Entretanto, há aqueles que recorrem à justiça para garantir a sua permanência no concurso, ou mesmo a sua nomeação ao cargo, alegando que um detalhe estático não dificultará ou impedirá que o candidato exerça as funções que são atribuídas ao cargo. Em alguns destes casos a justiça tem dado pareceres favoráveis as candidatos, ancorados no principio de razoabilidade que faz parte de Constituição Federal.

É o que podemos constatar no precedente de 2013 do Tribunal de Justiça de Santa Catarina, onde um candidato desclassificado em um certame em função de sua tatuagem, entrou com um Mandado de Segurança. Nele, diz o seguinte: "Candidato considerado inabilitado por possuir tatuagem. Princípio da razoabilidade. Exigência que não justifica hipótese de insalubridade. Concessão da ordem. Fazer da tatuagem uma doença incapacitante capaz de, por si só, excluir o candidato, é contrariar os princípios constitucionais da razoabilidade e da proporcionalidade, mormente se a tatuagem é discreta e em nada influenciará na capacidade física da impetrante. (TJSC, Mandado de Segurança n. 2013.013988-2, da Capital, rel. Des. Pedro Manoel Abreu, j. 12-06-2013)".

Ainda nesse sentido, podemos analisar o caso recente, de agosto de 2016, onde o Supremo Tribunal Federal deu ganho de causa a um candidato aprovado que havia sido desclassificado do concurso do Corpo de Bombeiros de São Paulo por também possuir tatuagem: no caso, uma tribal de 14 centímetros na perna direita.

De acordo com o constante no edital do concurso, o concorrente não poderia possuir tatuagem que atentasse contra "a moral e os bons costumes" e que não tivesse "dimensões pequenas", que cobrisse partes inteiras do corpo ou que fossem visíveis durante o uso do fardamento e do traje de treino físico.

****************************************

# [LISTA DE ATIVIDADES]
- A) Responda com base no texto sobre tatuagens em concursos:
(i) De que ano é o precedente do Tribunal de Justiça de Santa Catarina citado?
(ii) Qual tribunal deu ganho de causa ao candidato do Corpo de Bombeiros de São Paulo em agosto de 2016?
(iii) Que tipo de tatuagem esse candidato tinha, de que tamanho e em que parte do corpo?
- B) Repita do texto sobre tatuagens em concursos tudo o que vai de "Ainda nesse sentido, podemos" até "de treino físico.".

[Dados armazenados]
****************************************

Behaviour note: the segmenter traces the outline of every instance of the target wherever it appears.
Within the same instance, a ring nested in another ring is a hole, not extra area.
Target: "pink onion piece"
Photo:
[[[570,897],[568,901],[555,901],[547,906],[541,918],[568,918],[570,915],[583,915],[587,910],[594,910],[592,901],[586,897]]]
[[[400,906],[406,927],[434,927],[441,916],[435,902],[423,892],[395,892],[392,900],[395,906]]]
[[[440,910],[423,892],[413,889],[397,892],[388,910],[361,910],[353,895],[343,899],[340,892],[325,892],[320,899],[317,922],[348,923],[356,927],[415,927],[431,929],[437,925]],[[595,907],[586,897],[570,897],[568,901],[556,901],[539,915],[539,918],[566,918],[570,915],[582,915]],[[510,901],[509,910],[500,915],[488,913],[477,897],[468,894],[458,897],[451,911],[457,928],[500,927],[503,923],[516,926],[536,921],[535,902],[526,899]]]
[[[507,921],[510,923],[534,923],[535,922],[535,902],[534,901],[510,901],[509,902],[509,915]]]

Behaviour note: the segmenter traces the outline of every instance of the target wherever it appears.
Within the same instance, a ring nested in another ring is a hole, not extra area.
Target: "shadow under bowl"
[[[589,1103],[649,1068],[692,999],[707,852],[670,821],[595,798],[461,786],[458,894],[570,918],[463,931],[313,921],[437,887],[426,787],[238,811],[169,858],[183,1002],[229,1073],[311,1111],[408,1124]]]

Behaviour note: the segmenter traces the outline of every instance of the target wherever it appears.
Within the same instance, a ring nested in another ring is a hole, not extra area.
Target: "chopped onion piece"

****************************************

# [RESPOSTAS POR TAREFA]
- A)
(i) 2013.
(ii) O Supremo Tribunal Federal.
(iii) Uma tribal de 14 centímetros na perna direita.

- B)
Ainda nesse sentido, podemos analisar o caso recente, de agosto de 2016, onde o Supremo Tribunal Federal deu ganho de causa a um candidato aprovado que havia sido desclassificado do concurso do Corpo de Bombeiros de São Paulo por também possuir tatuagem: no caso, uma tribal de 14 centímetros na perna direita.

De acordo com o constante no edital do concurso, o concorrente não poderia possuir tatuagem que atentasse contra "a moral e os bons costumes" e que não tivesse "dimensões pequenas", que cobrisse partes inteiras do corpo ou que fossem visíveis durante o uso do fardamento e do traje de treino físico.